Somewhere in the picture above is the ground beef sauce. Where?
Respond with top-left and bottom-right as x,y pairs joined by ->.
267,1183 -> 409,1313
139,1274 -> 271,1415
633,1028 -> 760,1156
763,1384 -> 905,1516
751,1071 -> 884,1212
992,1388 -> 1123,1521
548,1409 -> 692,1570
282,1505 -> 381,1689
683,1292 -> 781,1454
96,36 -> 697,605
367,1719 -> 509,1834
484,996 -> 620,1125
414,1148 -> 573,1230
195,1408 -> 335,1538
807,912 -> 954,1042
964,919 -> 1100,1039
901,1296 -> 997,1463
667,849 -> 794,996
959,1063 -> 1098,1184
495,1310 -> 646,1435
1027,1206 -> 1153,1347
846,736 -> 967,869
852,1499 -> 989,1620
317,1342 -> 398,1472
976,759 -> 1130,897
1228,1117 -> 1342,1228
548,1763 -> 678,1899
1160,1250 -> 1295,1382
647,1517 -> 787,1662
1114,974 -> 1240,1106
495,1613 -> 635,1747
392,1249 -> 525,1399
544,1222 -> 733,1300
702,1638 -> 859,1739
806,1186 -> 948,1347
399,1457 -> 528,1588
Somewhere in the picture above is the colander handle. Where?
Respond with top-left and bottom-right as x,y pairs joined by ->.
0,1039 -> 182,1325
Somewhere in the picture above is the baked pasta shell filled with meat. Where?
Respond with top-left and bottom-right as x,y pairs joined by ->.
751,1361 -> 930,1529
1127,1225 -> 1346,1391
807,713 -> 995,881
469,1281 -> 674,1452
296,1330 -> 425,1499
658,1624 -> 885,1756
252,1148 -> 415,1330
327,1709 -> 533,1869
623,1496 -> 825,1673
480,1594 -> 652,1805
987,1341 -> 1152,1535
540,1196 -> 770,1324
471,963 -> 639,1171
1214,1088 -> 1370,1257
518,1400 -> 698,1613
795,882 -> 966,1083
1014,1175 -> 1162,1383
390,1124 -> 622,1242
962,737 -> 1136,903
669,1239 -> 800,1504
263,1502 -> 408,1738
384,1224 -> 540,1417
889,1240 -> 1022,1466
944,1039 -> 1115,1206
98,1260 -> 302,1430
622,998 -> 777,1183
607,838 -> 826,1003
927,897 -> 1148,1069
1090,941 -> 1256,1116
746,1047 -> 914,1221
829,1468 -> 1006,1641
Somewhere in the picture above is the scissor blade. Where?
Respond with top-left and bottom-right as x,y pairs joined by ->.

###

**Task to carry out**
Only the lines from the first line of the material above through the line that contains "Somewhere in the picture above is the baked" should be quoted, each one exactly.

**Completed exercise**
Somewhere in the picture above is the ground beef sauce. Where?
Respond with top-left and bottom-right as x,y pairs joined by ->.
267,1183 -> 409,1313
139,1274 -> 271,1415
633,1028 -> 760,1156
763,1384 -> 905,1516
751,1071 -> 884,1212
992,1388 -> 1123,1521
548,1409 -> 692,1570
282,1505 -> 381,1689
683,1292 -> 781,1454
96,36 -> 697,605
367,1719 -> 509,1834
484,996 -> 620,1125
414,1148 -> 573,1230
195,1408 -> 335,1538
807,912 -> 954,1042
964,919 -> 1100,1039
901,1296 -> 997,1463
667,849 -> 794,996
959,1063 -> 1098,1184
495,1310 -> 646,1435
1027,1206 -> 1153,1347
846,736 -> 967,869
852,1499 -> 989,1620
317,1342 -> 398,1472
976,759 -> 1130,897
1228,1117 -> 1342,1228
548,1763 -> 678,1899
1160,1250 -> 1295,1382
647,1517 -> 787,1662
1114,974 -> 1240,1106
495,1613 -> 635,1747
392,1249 -> 525,1399
544,1222 -> 733,1300
702,1638 -> 859,1739
806,1186 -> 948,1347
399,1457 -> 528,1588
Somewhere in the picture above is the colander handle. Where?
Respond with top-left and bottom-right as x,y pairs joined by ->.
0,1039 -> 182,1325
Somewhere in the picture above is the baked pasta shell filled with meat. Where?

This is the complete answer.